(输入数据):
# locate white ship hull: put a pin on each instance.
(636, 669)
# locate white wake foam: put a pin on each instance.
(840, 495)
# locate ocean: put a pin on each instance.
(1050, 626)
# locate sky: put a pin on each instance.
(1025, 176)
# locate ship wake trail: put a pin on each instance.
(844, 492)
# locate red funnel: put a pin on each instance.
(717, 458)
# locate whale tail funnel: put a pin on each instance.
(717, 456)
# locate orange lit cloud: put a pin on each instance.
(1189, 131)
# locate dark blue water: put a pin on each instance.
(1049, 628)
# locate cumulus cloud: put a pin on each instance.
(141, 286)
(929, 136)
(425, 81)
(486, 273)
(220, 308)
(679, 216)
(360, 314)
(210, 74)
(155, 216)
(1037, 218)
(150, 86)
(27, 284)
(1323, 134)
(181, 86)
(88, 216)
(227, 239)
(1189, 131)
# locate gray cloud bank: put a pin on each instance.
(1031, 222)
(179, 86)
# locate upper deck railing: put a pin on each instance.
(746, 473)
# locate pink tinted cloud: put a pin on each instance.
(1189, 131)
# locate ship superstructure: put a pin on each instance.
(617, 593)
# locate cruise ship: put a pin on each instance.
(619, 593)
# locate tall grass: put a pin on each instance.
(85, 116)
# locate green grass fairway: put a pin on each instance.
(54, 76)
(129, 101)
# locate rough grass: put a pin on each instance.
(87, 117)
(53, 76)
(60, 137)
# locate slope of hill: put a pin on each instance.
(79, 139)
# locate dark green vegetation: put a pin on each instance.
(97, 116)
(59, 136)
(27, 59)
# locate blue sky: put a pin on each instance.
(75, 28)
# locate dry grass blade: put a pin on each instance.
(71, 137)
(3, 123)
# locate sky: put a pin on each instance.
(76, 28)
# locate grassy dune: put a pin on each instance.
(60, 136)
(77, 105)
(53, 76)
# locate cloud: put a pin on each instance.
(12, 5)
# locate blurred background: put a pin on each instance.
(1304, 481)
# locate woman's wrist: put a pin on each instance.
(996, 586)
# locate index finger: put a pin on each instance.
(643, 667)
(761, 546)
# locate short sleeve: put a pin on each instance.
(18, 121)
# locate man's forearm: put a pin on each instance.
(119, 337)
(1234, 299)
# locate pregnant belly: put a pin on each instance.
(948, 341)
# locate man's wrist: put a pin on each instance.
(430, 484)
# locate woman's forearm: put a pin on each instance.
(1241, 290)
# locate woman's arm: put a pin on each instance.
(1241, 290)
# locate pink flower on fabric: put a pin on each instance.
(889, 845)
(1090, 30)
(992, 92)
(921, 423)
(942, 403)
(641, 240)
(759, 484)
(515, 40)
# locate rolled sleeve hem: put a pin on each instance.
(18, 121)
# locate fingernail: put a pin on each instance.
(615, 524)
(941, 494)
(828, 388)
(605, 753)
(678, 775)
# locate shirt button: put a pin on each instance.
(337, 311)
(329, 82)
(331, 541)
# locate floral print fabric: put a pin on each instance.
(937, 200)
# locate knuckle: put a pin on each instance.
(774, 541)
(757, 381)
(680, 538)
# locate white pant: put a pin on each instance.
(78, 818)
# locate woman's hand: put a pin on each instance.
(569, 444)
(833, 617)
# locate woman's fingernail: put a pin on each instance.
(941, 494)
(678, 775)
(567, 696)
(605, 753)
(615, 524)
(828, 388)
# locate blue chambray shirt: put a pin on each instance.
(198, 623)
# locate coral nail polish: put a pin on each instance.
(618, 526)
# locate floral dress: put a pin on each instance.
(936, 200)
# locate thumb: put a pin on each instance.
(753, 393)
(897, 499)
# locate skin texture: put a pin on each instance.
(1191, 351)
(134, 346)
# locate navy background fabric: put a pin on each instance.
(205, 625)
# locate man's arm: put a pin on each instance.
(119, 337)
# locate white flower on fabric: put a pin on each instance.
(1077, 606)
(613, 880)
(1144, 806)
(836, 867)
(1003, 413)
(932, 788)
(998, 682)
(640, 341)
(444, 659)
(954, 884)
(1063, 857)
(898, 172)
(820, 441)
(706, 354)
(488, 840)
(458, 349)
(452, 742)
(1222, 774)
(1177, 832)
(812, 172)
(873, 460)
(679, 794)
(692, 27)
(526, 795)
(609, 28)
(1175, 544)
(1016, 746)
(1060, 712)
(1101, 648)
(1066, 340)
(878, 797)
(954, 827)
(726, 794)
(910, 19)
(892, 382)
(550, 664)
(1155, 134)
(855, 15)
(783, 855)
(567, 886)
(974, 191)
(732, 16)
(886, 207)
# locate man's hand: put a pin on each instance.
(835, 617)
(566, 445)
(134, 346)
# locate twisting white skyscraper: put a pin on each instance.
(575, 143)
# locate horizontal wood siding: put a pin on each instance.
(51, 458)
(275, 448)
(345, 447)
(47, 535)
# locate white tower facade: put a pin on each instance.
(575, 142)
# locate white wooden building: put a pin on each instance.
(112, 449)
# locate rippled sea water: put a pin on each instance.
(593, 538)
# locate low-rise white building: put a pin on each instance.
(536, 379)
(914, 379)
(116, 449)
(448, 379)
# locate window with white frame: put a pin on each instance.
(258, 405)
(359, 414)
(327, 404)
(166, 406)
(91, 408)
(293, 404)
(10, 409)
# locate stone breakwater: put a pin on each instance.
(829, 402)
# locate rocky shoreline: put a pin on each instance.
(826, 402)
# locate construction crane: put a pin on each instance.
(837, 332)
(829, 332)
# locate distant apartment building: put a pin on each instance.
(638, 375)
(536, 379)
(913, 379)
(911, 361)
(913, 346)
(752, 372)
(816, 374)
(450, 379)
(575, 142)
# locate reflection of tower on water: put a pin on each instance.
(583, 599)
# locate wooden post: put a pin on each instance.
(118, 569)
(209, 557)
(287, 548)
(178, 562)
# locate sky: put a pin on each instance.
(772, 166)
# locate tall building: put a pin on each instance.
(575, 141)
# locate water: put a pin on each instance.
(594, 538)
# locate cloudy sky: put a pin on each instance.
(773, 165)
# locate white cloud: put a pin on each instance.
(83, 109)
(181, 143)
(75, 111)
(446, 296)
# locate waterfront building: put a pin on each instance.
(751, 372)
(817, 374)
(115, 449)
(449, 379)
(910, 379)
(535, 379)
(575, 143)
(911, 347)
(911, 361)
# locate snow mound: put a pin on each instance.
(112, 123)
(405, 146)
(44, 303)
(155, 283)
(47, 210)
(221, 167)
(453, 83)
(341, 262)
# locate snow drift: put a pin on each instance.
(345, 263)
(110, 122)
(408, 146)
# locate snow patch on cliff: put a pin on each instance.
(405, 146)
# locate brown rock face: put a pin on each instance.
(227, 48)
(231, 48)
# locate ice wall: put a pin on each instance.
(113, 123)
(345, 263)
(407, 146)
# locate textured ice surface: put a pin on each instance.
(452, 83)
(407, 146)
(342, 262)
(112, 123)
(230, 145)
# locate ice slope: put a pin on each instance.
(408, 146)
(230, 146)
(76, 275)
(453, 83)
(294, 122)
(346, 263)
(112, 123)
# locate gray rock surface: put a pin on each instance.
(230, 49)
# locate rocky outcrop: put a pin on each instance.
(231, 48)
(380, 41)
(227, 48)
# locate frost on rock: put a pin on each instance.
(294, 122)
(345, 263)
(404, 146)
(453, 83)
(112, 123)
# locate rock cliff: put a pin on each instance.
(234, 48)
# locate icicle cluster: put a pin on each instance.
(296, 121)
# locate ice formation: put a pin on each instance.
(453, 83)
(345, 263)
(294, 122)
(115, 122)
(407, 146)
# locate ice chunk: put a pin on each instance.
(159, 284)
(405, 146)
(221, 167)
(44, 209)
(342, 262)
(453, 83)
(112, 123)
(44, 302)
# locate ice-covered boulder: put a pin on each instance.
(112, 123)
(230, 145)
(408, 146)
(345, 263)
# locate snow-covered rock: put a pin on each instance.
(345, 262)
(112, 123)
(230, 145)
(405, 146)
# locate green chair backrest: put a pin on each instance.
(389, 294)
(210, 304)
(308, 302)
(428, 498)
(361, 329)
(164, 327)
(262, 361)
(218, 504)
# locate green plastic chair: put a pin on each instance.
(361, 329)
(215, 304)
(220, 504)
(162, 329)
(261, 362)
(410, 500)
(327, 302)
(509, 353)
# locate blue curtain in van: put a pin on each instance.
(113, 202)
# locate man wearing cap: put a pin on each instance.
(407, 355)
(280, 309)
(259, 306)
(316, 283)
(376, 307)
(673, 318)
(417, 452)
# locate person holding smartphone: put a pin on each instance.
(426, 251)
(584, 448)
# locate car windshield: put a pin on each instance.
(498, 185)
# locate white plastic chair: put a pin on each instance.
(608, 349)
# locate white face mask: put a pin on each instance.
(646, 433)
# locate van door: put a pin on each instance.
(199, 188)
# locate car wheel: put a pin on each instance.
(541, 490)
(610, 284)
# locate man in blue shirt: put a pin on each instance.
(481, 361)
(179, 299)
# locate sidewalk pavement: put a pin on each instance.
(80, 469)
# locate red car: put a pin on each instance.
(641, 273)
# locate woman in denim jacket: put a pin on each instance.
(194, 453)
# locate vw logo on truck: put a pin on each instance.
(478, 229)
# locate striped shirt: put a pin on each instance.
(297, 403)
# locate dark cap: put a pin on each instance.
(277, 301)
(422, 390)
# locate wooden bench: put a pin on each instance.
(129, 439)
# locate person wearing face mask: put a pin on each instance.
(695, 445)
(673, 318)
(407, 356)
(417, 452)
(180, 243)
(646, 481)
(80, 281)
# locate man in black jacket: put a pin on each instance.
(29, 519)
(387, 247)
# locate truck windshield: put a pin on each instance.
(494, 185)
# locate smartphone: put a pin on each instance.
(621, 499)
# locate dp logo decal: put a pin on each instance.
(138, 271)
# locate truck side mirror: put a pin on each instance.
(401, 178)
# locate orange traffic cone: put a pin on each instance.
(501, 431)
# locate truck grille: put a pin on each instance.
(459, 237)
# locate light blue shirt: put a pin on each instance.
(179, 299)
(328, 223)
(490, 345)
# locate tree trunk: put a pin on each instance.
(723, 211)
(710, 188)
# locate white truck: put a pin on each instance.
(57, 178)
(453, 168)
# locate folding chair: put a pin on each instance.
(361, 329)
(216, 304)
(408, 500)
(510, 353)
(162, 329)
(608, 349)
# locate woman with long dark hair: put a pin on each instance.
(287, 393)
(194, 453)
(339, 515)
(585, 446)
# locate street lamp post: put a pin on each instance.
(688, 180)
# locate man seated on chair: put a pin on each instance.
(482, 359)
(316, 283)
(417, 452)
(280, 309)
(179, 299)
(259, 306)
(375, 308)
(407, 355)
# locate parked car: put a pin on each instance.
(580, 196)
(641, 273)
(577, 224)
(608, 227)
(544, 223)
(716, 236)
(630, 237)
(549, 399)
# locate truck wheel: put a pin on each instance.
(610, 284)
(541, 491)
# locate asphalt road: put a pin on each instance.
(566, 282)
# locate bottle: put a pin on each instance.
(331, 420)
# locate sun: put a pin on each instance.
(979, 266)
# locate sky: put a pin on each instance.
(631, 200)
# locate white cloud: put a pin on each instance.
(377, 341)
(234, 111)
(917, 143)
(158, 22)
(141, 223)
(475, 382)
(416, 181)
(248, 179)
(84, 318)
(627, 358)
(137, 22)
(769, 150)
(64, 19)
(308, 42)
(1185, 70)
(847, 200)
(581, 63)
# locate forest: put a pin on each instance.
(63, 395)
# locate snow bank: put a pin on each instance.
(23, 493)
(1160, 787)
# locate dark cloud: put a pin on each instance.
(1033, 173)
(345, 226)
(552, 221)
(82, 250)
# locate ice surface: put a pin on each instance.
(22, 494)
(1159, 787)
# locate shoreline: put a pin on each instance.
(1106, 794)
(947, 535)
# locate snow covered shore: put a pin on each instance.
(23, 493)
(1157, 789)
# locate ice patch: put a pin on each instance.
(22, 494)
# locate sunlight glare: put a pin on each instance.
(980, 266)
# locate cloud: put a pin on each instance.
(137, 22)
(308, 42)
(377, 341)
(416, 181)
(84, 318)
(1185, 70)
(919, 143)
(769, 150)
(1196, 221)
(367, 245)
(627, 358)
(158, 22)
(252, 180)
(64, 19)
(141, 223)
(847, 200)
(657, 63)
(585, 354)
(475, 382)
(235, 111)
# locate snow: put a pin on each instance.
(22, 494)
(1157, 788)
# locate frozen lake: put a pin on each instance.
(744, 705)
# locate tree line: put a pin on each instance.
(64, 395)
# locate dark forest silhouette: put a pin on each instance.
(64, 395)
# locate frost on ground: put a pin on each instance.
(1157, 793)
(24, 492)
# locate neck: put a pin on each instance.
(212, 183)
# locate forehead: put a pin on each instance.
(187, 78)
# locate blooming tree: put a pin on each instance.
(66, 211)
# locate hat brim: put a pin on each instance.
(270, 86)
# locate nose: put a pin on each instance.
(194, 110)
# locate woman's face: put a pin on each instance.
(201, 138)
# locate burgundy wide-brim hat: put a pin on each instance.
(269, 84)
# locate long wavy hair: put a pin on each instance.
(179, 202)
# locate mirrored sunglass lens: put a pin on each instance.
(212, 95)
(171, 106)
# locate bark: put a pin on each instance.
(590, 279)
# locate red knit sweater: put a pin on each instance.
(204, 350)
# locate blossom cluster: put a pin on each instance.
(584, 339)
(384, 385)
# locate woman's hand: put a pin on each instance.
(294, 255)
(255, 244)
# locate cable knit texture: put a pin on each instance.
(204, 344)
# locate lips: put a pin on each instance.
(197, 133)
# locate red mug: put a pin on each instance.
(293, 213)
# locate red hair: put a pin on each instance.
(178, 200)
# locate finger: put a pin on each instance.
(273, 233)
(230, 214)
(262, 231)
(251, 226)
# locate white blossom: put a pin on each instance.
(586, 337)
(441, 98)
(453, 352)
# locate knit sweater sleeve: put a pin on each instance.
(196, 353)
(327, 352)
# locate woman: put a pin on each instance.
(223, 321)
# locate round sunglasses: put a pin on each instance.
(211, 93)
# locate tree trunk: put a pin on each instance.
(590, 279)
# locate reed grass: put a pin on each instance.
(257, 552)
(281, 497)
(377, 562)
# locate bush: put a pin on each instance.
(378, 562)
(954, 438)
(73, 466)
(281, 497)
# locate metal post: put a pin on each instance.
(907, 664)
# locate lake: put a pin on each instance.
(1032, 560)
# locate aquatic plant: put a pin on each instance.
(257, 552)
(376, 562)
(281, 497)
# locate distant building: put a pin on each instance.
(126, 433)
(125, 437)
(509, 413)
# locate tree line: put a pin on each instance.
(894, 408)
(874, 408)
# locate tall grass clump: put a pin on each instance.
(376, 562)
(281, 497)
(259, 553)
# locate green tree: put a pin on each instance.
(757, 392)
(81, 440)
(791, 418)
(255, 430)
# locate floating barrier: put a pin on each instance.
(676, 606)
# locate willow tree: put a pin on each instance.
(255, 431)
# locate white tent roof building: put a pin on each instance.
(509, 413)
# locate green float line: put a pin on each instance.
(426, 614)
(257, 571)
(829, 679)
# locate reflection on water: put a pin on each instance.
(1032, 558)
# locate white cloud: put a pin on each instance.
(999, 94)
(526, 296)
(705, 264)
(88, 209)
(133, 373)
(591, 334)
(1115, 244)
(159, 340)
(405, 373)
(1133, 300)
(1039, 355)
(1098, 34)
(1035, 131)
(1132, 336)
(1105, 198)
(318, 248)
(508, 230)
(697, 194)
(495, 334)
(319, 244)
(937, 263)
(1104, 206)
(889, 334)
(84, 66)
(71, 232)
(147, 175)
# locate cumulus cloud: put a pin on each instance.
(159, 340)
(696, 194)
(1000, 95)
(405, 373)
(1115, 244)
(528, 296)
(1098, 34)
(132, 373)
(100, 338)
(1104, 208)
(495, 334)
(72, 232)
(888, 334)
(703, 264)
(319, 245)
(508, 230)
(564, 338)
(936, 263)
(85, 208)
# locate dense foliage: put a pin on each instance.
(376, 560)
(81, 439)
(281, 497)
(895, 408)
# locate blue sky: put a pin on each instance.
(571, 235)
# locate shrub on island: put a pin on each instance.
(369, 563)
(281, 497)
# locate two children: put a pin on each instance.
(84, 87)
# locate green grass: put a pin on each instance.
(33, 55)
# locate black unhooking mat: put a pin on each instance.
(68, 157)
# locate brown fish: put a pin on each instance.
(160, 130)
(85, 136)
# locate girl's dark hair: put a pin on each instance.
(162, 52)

(任务要求): 从含有“# locate white tent”的那一行起，到数据的最后一行为止（首尾两行都包括在内），把这些行逐字抄写下来。

(任务输出):
# locate white tent roof building: put a pin on each instance.
(509, 413)
# locate green float line: put a pin on each instance.
(426, 614)
(257, 571)
(829, 679)
# locate reflection on water: put a pin on each instance.
(1032, 558)
# locate white cloud: put a pin on each instance.
(999, 94)
(526, 296)
(705, 264)
(88, 209)
(133, 373)
(591, 334)
(1115, 244)
(159, 340)
(405, 373)
(1133, 300)
(1039, 355)
(1098, 34)
(1035, 131)
(1132, 336)
(1105, 198)
(318, 248)
(508, 230)
(697, 194)
(495, 334)
(319, 244)
(937, 263)
(1104, 206)
(889, 334)
(84, 66)
(71, 232)
(147, 175)
# locate cumulus cloud: put a pin on each instance.
(159, 340)
(696, 194)
(1000, 95)
(405, 373)
(1115, 244)
(528, 296)
(1098, 34)
(132, 373)
(100, 338)
(1104, 208)
(495, 334)
(72, 232)
(888, 334)
(703, 264)
(319, 245)
(508, 230)
(564, 338)
(936, 263)
(85, 208)
# locate dense foliage: put a pin on each instance.
(376, 560)
(81, 439)
(281, 497)
(895, 408)
# locate blue sky: put a pin on each instance.
(571, 235)
# locate shrub on island: put a pin on each instance.
(369, 563)
(281, 497)
# locate two children: put a pin on each instance.
(84, 87)
# locate green grass: put a pin on each instance.
(33, 55)
# locate black unhooking mat: put a pin on each instance.
(68, 157)
# locate brown fish: put a pin on each instance.
(160, 130)
(85, 136)
# locate girl's dark hair: put a pin on each instance.
(162, 52)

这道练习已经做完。